Problem details: Output should begin at the line holding "Where can you see the gold" and end at the last line of the entries; print those lines verbatim and no others.

Data section:
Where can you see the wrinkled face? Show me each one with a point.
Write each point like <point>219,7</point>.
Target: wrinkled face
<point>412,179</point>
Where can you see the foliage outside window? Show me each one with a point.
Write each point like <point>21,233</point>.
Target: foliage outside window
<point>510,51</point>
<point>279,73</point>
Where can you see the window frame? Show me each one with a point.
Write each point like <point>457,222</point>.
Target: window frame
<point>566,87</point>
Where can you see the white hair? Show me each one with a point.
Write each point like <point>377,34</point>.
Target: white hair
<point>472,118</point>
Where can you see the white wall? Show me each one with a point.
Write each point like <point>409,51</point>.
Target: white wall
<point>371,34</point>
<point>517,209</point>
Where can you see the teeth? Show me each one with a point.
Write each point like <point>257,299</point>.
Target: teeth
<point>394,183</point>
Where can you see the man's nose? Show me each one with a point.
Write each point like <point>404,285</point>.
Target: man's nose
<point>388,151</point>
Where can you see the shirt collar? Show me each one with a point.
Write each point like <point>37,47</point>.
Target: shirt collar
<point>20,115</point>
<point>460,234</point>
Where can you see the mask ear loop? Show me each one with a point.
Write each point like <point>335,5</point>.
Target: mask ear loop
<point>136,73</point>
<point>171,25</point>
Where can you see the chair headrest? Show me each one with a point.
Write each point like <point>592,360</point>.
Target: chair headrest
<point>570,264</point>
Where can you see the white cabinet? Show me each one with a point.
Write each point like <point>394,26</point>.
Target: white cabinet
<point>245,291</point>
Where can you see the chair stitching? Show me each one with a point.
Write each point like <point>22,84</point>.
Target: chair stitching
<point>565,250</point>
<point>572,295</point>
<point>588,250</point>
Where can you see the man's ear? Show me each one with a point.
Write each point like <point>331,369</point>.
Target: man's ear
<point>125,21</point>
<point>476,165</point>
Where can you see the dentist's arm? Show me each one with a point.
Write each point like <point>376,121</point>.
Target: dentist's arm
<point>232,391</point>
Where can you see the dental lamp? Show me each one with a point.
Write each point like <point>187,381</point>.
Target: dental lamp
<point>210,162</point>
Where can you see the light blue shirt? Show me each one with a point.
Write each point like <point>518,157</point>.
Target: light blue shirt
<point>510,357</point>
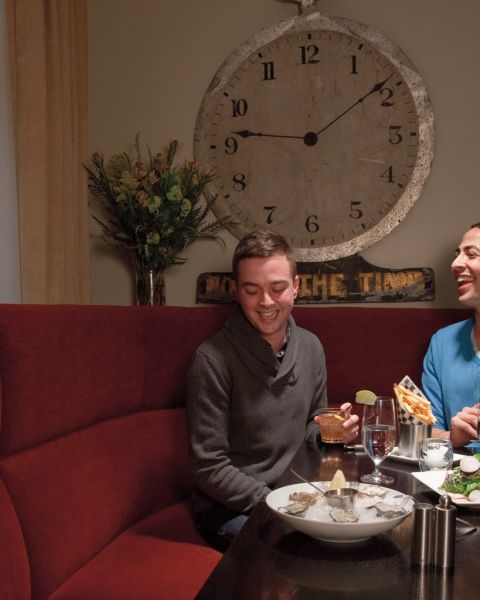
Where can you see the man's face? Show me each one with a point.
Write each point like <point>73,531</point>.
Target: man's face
<point>466,268</point>
<point>266,291</point>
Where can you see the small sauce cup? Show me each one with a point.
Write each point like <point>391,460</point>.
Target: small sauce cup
<point>343,498</point>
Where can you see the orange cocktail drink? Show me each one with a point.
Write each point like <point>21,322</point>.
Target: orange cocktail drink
<point>331,425</point>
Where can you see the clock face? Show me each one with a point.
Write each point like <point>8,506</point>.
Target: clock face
<point>317,135</point>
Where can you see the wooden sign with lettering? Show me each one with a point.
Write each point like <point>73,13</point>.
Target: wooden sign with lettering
<point>350,279</point>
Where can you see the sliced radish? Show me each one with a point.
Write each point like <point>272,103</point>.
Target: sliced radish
<point>469,465</point>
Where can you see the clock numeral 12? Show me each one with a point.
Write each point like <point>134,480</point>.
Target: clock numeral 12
<point>308,54</point>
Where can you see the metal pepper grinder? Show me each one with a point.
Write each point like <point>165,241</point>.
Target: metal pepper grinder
<point>423,530</point>
<point>444,539</point>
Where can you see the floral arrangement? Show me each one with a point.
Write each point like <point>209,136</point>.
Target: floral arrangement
<point>153,207</point>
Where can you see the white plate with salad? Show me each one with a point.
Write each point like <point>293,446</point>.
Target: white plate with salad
<point>457,483</point>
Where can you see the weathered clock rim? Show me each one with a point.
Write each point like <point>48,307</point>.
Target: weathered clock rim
<point>426,132</point>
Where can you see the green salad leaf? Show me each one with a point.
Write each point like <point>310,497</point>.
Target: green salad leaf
<point>459,483</point>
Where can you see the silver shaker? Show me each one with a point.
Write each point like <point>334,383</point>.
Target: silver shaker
<point>444,539</point>
<point>422,540</point>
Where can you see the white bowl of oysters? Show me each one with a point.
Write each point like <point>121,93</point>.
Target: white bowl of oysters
<point>369,509</point>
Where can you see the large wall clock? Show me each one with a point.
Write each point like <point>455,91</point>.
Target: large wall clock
<point>319,128</point>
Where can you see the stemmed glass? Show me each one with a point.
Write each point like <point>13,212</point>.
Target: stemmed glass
<point>379,432</point>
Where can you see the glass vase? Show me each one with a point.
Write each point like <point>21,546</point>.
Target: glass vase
<point>150,287</point>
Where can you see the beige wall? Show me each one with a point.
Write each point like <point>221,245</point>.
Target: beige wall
<point>150,62</point>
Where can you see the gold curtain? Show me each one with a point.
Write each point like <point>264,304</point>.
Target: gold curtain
<point>48,59</point>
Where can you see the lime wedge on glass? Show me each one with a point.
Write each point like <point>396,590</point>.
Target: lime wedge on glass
<point>365,397</point>
<point>338,480</point>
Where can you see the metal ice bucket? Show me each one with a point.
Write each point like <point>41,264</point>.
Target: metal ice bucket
<point>410,438</point>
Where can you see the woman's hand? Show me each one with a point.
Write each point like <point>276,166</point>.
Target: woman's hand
<point>463,426</point>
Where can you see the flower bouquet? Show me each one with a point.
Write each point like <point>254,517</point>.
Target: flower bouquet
<point>153,211</point>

Your solution:
Where can you see the gold curtain? Show me each one with a point.
Write each point like <point>264,304</point>.
Target: gold curtain
<point>48,59</point>
Where can you see the lime wedge on glass? Show me each one with a point.
Write each point like <point>396,590</point>.
Target: lime wedge on glass
<point>365,397</point>
<point>338,480</point>
Where can you see the metal ice bucket? Show me each one with a point.
Write each point like <point>41,264</point>.
Target: metal ice bucket
<point>410,438</point>
Where can you see the woman's hand? Show me each one with a point.
Write each point like <point>276,166</point>.
Target: woman's hand
<point>463,426</point>
Where can you see the flower bouquet? Show me each one with a point.
Write each point like <point>254,517</point>.
Target: flower bouquet
<point>153,211</point>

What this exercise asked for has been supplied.